● TASK 1
Answer these questions using the court opinion on subrogation, giving each answer on its own line with the same letter.
(a) On what date did Amanda E. Marmet execute the note and mortgage, and for what amount?
(b) Which statute section defines the person primarily liable on an instrument?
(c) In which case did the court say that the doctrine of subrogation is not available to one who pays his own primary obligation?
● TASK 2
Resume the court opinion on subrogation, writing the paragraph that follows its last sentence.
───── DOCUMENT ─────
The pleadings of both parties show that on October 30, 1946, when Amanda E. Marmet executed the $9,000 note and mortgage, she was a married woman, the wife of appellee. Appellants pleaded, and here contend, that appellee was primarily liable for the indebtedness which he paid and consequently not entitled to the benefit of the doctrine of subrogation.

Section 62-1,192, R. R. S. 1943, defines a person primarily liable on an instrument as follows: “The person ‘primarily’ liable on an instrument is the person who by the terms of the instrument is absolutely required to pay the same. All other parties are ‘secondarily’ liable.”

If appellee was the only one primarily liable for the $9,000 indebtedness then he would not be entitled to subrogation for, as we said in Luikart v. Buck, 131 Neb. 866, 270 N. W. 495: “The doctrine of subrogation is not available to one who pays his own primary obligation.” In that opinion the court went on to say: “The right of subrogation never follows an actual primary liability, and one who discharges a primary liability has no right of subrogation against another. In such cases payment is an extinguishment of the liability. 60 C. J. 712.” See, also, 50 Am. Jur., Subrogation, § 20, p. 695; 83 C. J. S., Subrogation, § 8, p. 600; 9 Thompson on Real Property (Perm. ed.), § 5055, p. 515; 59 C. J. S., Mortgages, § 876, p. 1706.

*370 As stated in 83 C. J. S., Subrogation, § 8, p. 601: “* * * subrogation is not allowed in favor of him who pays a debt in performance of his own obligation, since the right of subrogation never follows an actual primary liability, and there can be no right of subrogation in one whose duty it is to pay, or in one claiming under him against one who is secondarily liable, or not liable at all.”
───── MATERIAL ─────
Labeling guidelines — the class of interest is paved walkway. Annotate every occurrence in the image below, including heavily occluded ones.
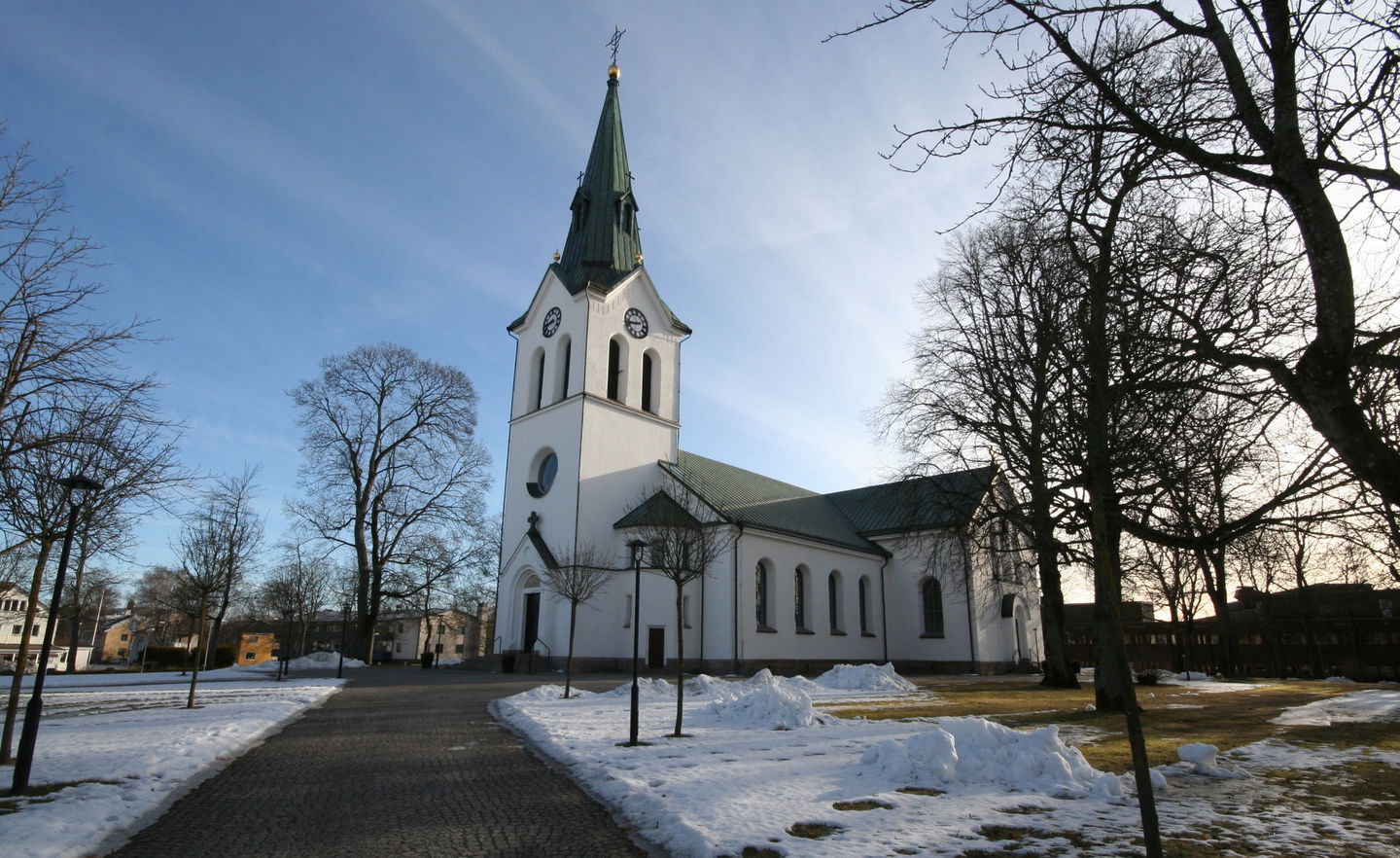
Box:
[107,667,644,858]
─────
● WRITTEN REPLY 1
(a) October 30, 1946, for $9,000.
(b) Section 62-1,192, R. R. S. 1943.
(c) Luikart v. Buck, 131 Neb. 866, 270 N. W. 495.

● WRITTEN REPLY 2
On the other hand appellee contends that the prop- ' erty was subject to a mortgage indebtedness incurred by both Norman H. Marmet, Sr., and Amanda E. Mar-met and that, being joint makers, both Amanda E. Mar-met and Norman H. Marmet, Sr., were primarily liable to the other for contribution in event one paid the indebtedness.

Amanda E. Marmet could and did give a valid mortgage on her interest in the land. See § 42-202, R. R. S. 1943.

If Amanda E. Marmet, the wife, was primarily liable with appellee, her husband, for the $9,000 debt secured by their mortgage we could agree with appellee that he would then be entitled to contribution from her and, to the extent- of the right to contribution, subrogated to all rights under the mortgage which was given to secure it. See Exchange Elevator Co. v. Marshall, 147 Neb. 48, 22 N. W. 2d 403. Therein we said:

“A joint or joint and several debtor who has been compelled to pay more than his share of the common debt has the right of contribution from each of his co-debtors. * * *
“The paying debtor is entitled to recover from the other or others the amount which he has paid in excess of his own proportionate part.”
“At common law the husband and wife are treated as one person, that is, the legal existence of the wife is suspended during marriage, and she becomes incapable of making a valid contract to bind either herself or her estate.” Webb v. Hoselton, 4 Neb. 308, 19 Am. R. 638.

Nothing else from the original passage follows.